_Tarefas a realizar_:
#1 Resuma a resenha de Pessoas Normais em duas frases.
#2 Dê continuidade à resenha de Pessoas Normais a partir do ponto em que ela termina.

_Documento_:
{Resenha do Livro} Pessoas Normais, de Sally Rooney
Pessoas Normais
Autora: Sally Rooney
Editora: Companhia das Letras
Páginas: 264
O gênero literário denominado "Young Adult" ou "Jovem Adulto" para quem já conhece, é marcado por narrativas com personagens jovens, vivendo ainda no colegial; ou em etapa de transição para a fase adulta, e consequentemente para o mundo universitário. Nessas obras podemos ver com frequência temáticas como os primeiros relacionamentos amorosos, as dificuldades da vida escolar, o bullying, o sexo, drogas, ou temáticas sobre depressão, e até mesmo o luto.
Pessoas Normais, obra de Sally Rooney segue as mesmas temáticas esperadas, porém de maneira surpreendente a autora vai um pouco além de tudo que já estamos acostumados a ler.

_Dados disponíveis_:
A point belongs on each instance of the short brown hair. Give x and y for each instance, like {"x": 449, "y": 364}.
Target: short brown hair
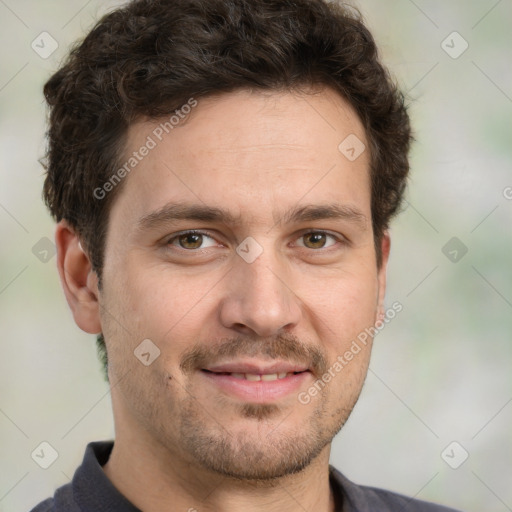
{"x": 151, "y": 56}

_Lista de respostas_:
#1 O gênero Jovem Adulto reúne narrativas com personagens jovens ainda no colegial ou em transição para a vida adulta e universitária, com temas frequentes como primeiros relacionamentos amorosos, bullying, sexo, drogas, depressão e luto. Pessoas Normais, de Sally Rooney, segue essas mesmas temáticas, mas a autora vai surpreendentemente além do que os leitores estão acostumados a ler.

#2
Baseado em dois personagens adolescentes que convivem na mesma escola, Marianne é uma jovem de família rica oriunda da Irlanda, conhecida por não ser uma das pessoas mais populares da vizinhança. Tratada como a própria escória entre os colegas de classe, Marianne é uma garota solitária que nasce deslocada com seu comportamento diferente das pessoas de sua idade.
Connell, aparentemente o oposto de Marianne, é um jovem sem muitos recursos financeiros que vive como um garoto normal; se divertindo com os amigos da turma, jogando no time de futebol da escola e dormindo com garotas do seu círculo de amizades. Além das diferenças sociais, a mãe de Connell é empregada na casa de Marianne, e é lá que os dois se encontram na maior parte do tempo quando estão fora da escola. Ao contrário do que acontece no ambiente escolar, Marianne e Connel trocam conversas durante as visitas dele em sua casa. E assim, se aproximando cada vez mais, os dois começam um intenso relacionamento amoroso.
“Quando conversa com Marianne, ele tem uma sensação de completa privacidade. Poderia contar qualquer coisa a seu respeito, até as coisas estranhas, e ela jamais as repetiria, ele sabe. Estar sozinho com ela é como abrir uma porta para fora da vida normal e fechá-la depois de passar.”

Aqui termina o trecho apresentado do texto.